Textauszug:
Geschichte des Westens: Von den Anfängen in der Antike bis zum 20. Jahrhundert (German Edition)
Genossenschaftliche Organisationsformen waren bei der Umstellung hilfreich, aber um die Modernisierung gelingen zu lassen, bedurfte es einer noch allgemeineren Vorbedingung: einer breiten Volksbildung. Daß es sie gab, war ein Verdienst des skandinavischen Luthertums. Einer seiner herausragenden Vertreter war der dänische Theologe und Pädagoge Nikolai Grundtvig, der Begründer der Volkshochschulbewegung, die in den sechziger und siebziger Jahren des 19. Jahrhunderts eine Art «Kulturrevolution» im ländlichen Raum bewirkte und rasch über Dänemark hinaus auszustrahlen begann.
Den staatsrechtlichen Rahmen der politischen Entwicklung Dänemarks bildete das Staatsgrundgesetz von 1849, das 1866 einer überarbeitung unterzogen worden war. Die revidierte Verfassung gab den Dänen männlichen Geschlechts, die das 30. Lebensjahr vollendet hatten, über einen eigenen Hausstand verfügten und nicht vom öffentlichen Armenwesen abhingen, das Recht, an den Wahlen zum Folketing teilzunehmen. Das Folketing war aber nur eine der beiden Kammern des Reichstags. Im Landsting, das gleichberechtigt an der Gesetzgebung mitwirkte, bildeten die 27 nach dem (annähernd) allgemeinen Wahlrecht gewählten Abgeordneten die Minderheit. 27 Mitglieder wurden von den größten Steuerzahlern, zumeist Grundbesitzern, gewählt; 12 wurden vom König ernannt.

Einträge:

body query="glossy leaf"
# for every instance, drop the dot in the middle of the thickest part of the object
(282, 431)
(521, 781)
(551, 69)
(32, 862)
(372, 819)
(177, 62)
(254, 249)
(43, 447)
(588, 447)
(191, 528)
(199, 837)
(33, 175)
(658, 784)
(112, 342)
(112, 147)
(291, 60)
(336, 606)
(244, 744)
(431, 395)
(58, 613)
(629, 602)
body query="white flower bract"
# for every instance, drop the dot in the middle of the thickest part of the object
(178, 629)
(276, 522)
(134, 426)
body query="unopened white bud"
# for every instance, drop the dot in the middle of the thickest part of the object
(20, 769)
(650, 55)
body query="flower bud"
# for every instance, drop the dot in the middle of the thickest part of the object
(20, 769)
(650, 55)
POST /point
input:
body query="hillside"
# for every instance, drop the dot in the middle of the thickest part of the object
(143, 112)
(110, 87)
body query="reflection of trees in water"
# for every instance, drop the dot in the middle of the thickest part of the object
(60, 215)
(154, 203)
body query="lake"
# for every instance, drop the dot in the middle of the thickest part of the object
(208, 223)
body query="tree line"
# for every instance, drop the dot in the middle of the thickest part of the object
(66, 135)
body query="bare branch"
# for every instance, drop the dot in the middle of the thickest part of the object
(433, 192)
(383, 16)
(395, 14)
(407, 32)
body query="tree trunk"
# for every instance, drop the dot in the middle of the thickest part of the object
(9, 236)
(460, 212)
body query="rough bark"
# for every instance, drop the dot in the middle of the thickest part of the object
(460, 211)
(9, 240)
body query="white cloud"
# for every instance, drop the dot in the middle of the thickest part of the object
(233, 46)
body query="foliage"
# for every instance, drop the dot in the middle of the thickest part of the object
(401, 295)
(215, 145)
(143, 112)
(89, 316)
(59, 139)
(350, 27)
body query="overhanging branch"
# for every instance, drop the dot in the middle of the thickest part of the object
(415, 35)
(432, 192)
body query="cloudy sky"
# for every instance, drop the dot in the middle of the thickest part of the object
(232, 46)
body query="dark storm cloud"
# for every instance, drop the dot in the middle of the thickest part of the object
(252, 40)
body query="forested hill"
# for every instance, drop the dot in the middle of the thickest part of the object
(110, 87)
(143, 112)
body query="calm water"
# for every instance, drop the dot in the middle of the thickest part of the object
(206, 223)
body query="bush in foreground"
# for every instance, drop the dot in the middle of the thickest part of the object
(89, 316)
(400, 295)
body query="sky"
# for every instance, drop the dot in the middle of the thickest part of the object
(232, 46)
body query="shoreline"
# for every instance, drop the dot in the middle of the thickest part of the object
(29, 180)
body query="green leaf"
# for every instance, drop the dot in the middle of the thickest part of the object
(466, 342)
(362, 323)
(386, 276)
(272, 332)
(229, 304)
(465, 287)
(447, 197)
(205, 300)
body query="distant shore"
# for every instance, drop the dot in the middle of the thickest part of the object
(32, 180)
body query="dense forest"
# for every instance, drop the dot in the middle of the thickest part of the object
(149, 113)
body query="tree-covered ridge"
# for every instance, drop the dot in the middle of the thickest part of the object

Aufgabenstellung 1:
Beantworten Sie anhand des Textauszugs folgende Fragen:
(a) Wer war der Begründer der Volkshochschulbewegung?
(b) In welchem Jahr wurde das Staatsgrundgesetz von 1849 überarbeitet?
(c) Wie viele Mitglieder des Landstings wurden vom König ernannt?
Aufgabenstellung 2:
Geben Sie den Textauszug von „Geschichte des Westens: Von“ bis „hinaus auszustrahlen begann.“ wortgetreu wieder.
Die Einträge haben mit dem Textauszug nichts zu tun.

Ergebnis 1:
(a) Der dänische Theologe und Pädagoge Nikolai Grundtvig.
(b) 1866.
(c) 12.

Ergebnis 2:
Geschichte des Westens: Von den Anfängen in der Antike bis zum 20. Jahrhundert (German Edition)
Genossenschaftliche Organisationsformen waren bei der Umstellung hilfreich, aber um die Modernisierung gelingen zu lassen, bedurfte es einer noch allgemeineren Vorbedingung: einer breiten Volksbildung. Daß es sie gab, war ein Verdienst des skandinavischen Luthertums. Einer seiner herausragenden Vertreter war der dänische Theologe und Pädagoge Nikolai Grundtvig, der Begründer der Volkshochschulbewegung, die in den sechziger und siebziger Jahren des 19. Jahrhunderts eine Art «Kulturrevolution» im ländlichen Raum bewirkte und rasch über Dänemark hinaus auszustrahlen begann.